# Tugas
- A) Ringkaslah paragraf dalam teks di bawah yang diawali "Jakarta, Kompas - Para rektor eks Institut Keguruan" menjadi daftar poin singkat yang memuat fakta-fakta utamanya.
- B) Tuliskan kembali tanpa perubahan bagian teks di bawah dari "Tolong Bapak-bapak Eks" sampai "adalah tokoh UPI/IKIP.".

# Teks yang Ditampilkan
[list_indonesia] [ppiindia] Re: Para Rektor Eks IKIP dan Profesor Prihatin terhadap Situasi Pendidikan

  • From: "Rahadian P. Paramita" <prajnamu@xxxxxxxxxxxx>
  • To: "PPIINDIA" <ppiindia@xxxxxxxxxxxxxxx>
  • Date: Fri, 4 Mar 2005 13:23:41 +0700

** Mailing-List Indonesia Nasional Milis PPI-India www.ppi-india.da.ru **

Tolong Bapak-bapak Eks IKIP itu cek lagi, pertemuan di Jogja yang diam-diam 
dilakukan oleh DPR bersama beberapa tokoh, yang notabene adalah tokoh UPI/IKIP. 
Dan keluarannya adalah RPP Standar Nasional Pendidikan yang gak karuan isinya, 
dan tidak pernah di-publish apa isinya ke masyarakat awam.


Date: Fri, 4 Mar 2005 00:20:20 +0100
   From: "Ambon" <sea@xxxxxxxxxx>
Subject: Para Rektor Eks IKIP dan Profesor Prihatin terhadap Situasi Pendidikan

http://www.kompas.com/kompas-cetak/0503/04/utama/1599778.htm

Jumat, 04 Maret 2005

Para Rektor Eks IKIP dan Profesor Prihatin terhadap Situasi Pendidikan

Jakarta, Kompas - Para rektor eks Institut Keguruan dan Ilmu Pendidikan 
bersama para profesor dan aktivis organisasi nonpemerintah yang bergerak 
dalam bidang pendidikan, Kamis (3/3), mengungkapkan keprihatinan terhadap 
arah kebijakan pendidikan nasional yang tidak jelas. Mereka juga 
mengingatkan agar pemerintah tidak melepaskan tanggung jawab negara dalam 
penyelenggaraan pendidikan dan mendesak agar pendidikan dasar benar-benar 
dibebaskan dari semua bentuk pungutan.

Rektor Universitas Negeri Jakarta (UNJ) Soetjipto menilai pendidikan 
nasional saat ini mengalami disfungsi dan menuju ke arah yang salah. 
Pendidikan, kata Soetjipto, tidak bisa dijalankan hanya berdasarkan perasaan 
tanpa didasarkan ilmu tentang pendidikan.

"Selama ini kebijakan pendidikan cenderung terpotong-potong, sering 
menimbulkan kejutan, dan tidak terjamin kontinuitasnya. Itu semua karena 
kebijakan yang diambil tidak didasarkan pada penilaian dan evaluasi 
pendidikan secara nasional," ujar Soetjipto.

Ketua Umum Ikatan Sarjana Ilmu Pendidikan Indonesia Soedijarto mengemukakan, 
kebijakan pendidikan yang ada sekarang cenderung merespons suatu persoalan 
tanpa mengerti apa permasalahan yang sebenarnya terjadi. "Kita terlalu 
terburu-buru memberi obat, sementara penyakitnya belum tahu," kata 
Soedijarto.

# Data yang Diberikan
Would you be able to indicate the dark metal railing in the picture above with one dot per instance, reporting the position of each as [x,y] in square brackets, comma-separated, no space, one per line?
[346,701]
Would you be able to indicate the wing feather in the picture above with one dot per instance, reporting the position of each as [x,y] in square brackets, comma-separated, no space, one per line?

# Jawaban
- A)
- Pada Kamis (3/3), para rektor eks IKIP, para profesor, dan aktivis organisasi nonpemerintah di bidang pendidikan mengungkapkan keprihatinan atas arah kebijakan pendidikan nasional yang tidak jelas.
- Mereka mengingatkan pemerintah agar tidak melepaskan tanggung jawab negara dalam penyelenggaraan pendidikan.
- Mereka mendesak agar pendidikan dasar benar-benar dibebaskan dari semua bentuk pungutan.

- B)
Tolong Bapak-bapak Eks IKIP itu cek lagi, pertemuan di Jogja yang diam-diam 
dilakukan oleh DPR bersama beberapa tokoh, yang notabene adalah tokoh UPI/IKIP.